- _WHAT THE TASK ASKS_: Recast every line of the entries below as a numbered list, leaving out any blank lines.

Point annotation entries
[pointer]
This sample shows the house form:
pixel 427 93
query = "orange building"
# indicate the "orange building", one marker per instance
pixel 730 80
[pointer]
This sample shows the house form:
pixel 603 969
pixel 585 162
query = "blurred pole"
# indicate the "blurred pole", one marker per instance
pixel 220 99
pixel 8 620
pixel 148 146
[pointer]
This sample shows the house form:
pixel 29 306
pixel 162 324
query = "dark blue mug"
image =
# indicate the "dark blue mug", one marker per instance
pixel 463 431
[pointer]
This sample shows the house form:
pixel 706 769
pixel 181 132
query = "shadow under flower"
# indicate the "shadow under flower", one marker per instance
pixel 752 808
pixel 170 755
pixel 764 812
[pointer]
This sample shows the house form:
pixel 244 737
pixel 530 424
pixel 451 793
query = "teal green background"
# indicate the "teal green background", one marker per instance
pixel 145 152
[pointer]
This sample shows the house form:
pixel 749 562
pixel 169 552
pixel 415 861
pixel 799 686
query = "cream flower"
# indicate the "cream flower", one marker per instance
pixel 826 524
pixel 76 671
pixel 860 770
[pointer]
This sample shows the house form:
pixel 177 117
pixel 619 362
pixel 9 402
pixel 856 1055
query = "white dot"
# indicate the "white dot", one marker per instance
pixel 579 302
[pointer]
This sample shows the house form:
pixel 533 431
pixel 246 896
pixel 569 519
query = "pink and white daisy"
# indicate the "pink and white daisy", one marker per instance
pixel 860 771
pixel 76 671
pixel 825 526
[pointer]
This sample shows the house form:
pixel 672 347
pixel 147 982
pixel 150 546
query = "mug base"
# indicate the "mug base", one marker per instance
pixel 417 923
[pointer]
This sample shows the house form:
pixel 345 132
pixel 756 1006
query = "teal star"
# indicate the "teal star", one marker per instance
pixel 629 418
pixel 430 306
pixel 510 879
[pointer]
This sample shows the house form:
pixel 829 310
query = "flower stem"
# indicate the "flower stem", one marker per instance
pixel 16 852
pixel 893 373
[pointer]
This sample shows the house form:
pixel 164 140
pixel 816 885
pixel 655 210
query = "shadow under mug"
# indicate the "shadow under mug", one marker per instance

- _RESULT_:
1. [pointer]
2. This sample shows the house form:
3. pixel 427 93
4. query = "orange building"
5. # indicate the "orange building", one marker per instance
6. pixel 730 80
7. [pointer]
8. This sample shows the house form:
9. pixel 603 969
10. pixel 585 162
11. query = "blurred pole"
12. # indicate the "blurred pole", one marker per instance
13. pixel 220 99
14. pixel 8 620
15. pixel 148 146
16. [pointer]
17. This sample shows the house form:
18. pixel 29 306
19. pixel 162 324
20. query = "dark blue mug"
21. image =
22. # indicate the "dark blue mug", one marker per instance
23. pixel 463 431
24. [pointer]
25. This sample shows the house form:
26. pixel 706 769
27. pixel 181 132
28. query = "shadow under flower"
29. # indicate the "shadow under flower", one marker per instance
30. pixel 752 808
31. pixel 170 755
32. pixel 764 812
33. [pointer]
34. This sample shows the house form:
35. pixel 244 737
36. pixel 530 424
37. pixel 451 793
38. query = "teal green background"
39. # indicate the "teal green background", one marker per instance
40. pixel 145 152
41. [pointer]
42. This sample shows the house form:
43. pixel 749 562
44. pixel 169 552
45. pixel 415 861
46. pixel 799 686
47. query = "cream flower"
48. # indicate the "cream flower", one marker per instance
49. pixel 826 524
50. pixel 76 671
51. pixel 860 770
52. [pointer]
53. This sample shows the house form:
54. pixel 177 117
55. pixel 619 362
56. pixel 9 402
57. pixel 856 1055
58. query = "white dot"
59. # indicate the "white dot", one marker per instance
60. pixel 579 302
61. [pointer]
62. This sample shows the house form:
63. pixel 533 431
64. pixel 246 896
65. pixel 569 519
66. query = "pink and white daisy"
67. # indicate the "pink and white daisy", one marker per instance
68. pixel 860 771
69. pixel 76 671
70. pixel 825 526
71. [pointer]
72. This sample shows the house form:
73. pixel 672 347
74. pixel 147 982
75. pixel 150 546
76. query = "mug base"
77. # indicate the "mug base", one marker per instance
78. pixel 417 923
79. [pointer]
80. This sample shows the house form:
81. pixel 345 132
82. pixel 756 1006
83. query = "teal star"
84. # indicate the "teal star", one marker per instance
85. pixel 629 418
86. pixel 430 306
87. pixel 510 879
88. [pointer]
89. This sample shows the house form:
90. pixel 829 310
91. query = "flower stem"
92. # indicate the "flower stem", one marker per instance
93. pixel 16 852
94. pixel 893 373
95. [pointer]
96. This sample shows the house form:
97. pixel 164 140
98. pixel 816 885
99. pixel 655 210
100. query = "shadow under mug"
101. # indicate the "shadow under mug", one marker per instance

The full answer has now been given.